## TO DO
Determine how many lines of the material below contain the string "water". Reply with the number alone.

## MATERIAL PROVIDED
======
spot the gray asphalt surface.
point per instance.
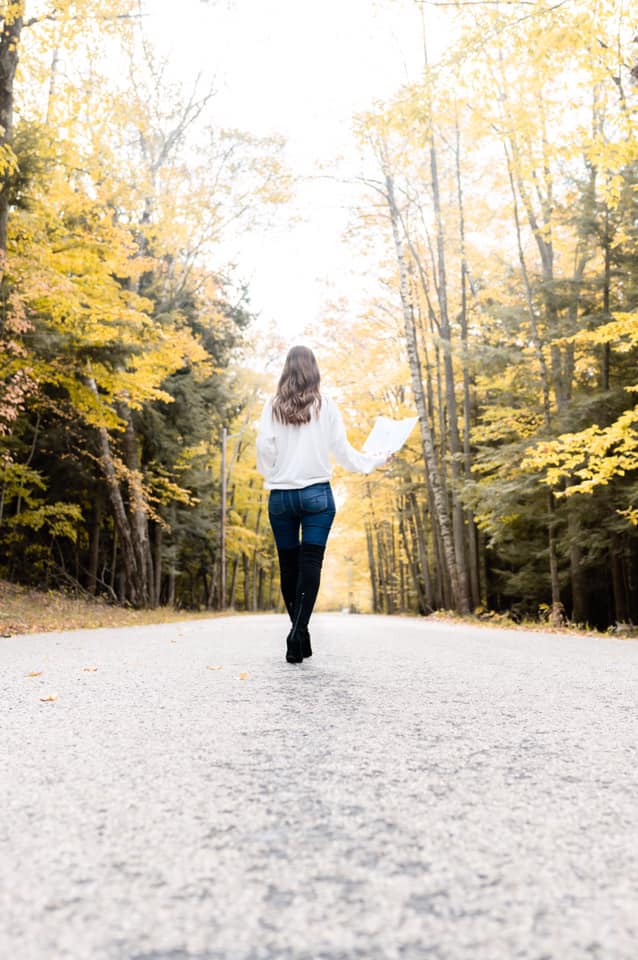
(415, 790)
======
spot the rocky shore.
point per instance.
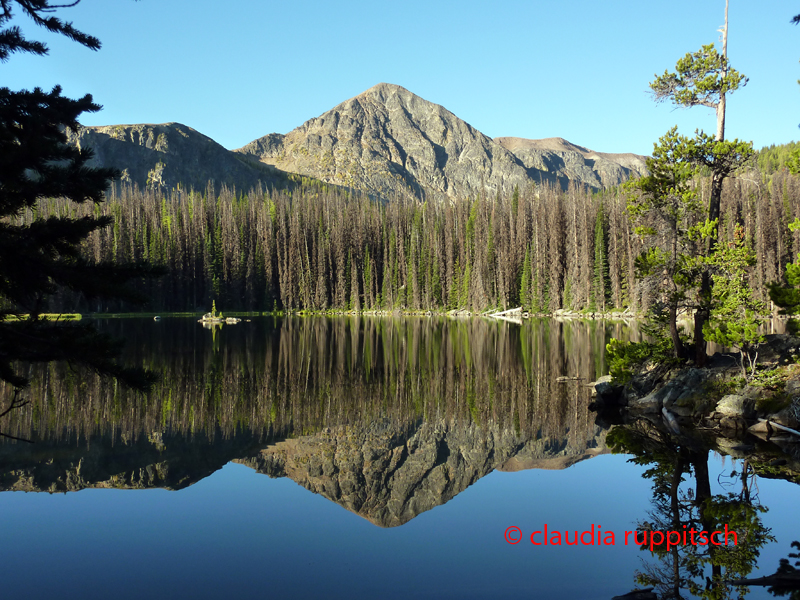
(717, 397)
======
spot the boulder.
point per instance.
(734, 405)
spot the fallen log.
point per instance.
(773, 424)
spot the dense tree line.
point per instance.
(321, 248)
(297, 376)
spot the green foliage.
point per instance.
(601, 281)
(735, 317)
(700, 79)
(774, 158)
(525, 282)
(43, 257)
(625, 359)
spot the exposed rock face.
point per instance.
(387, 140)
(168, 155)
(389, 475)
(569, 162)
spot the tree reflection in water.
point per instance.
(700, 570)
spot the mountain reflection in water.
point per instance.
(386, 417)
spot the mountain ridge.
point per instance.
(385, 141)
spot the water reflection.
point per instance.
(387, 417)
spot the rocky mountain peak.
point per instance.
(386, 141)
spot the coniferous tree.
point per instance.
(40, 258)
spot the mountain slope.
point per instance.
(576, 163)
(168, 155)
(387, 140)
======
## EXERCISE ANSWER
3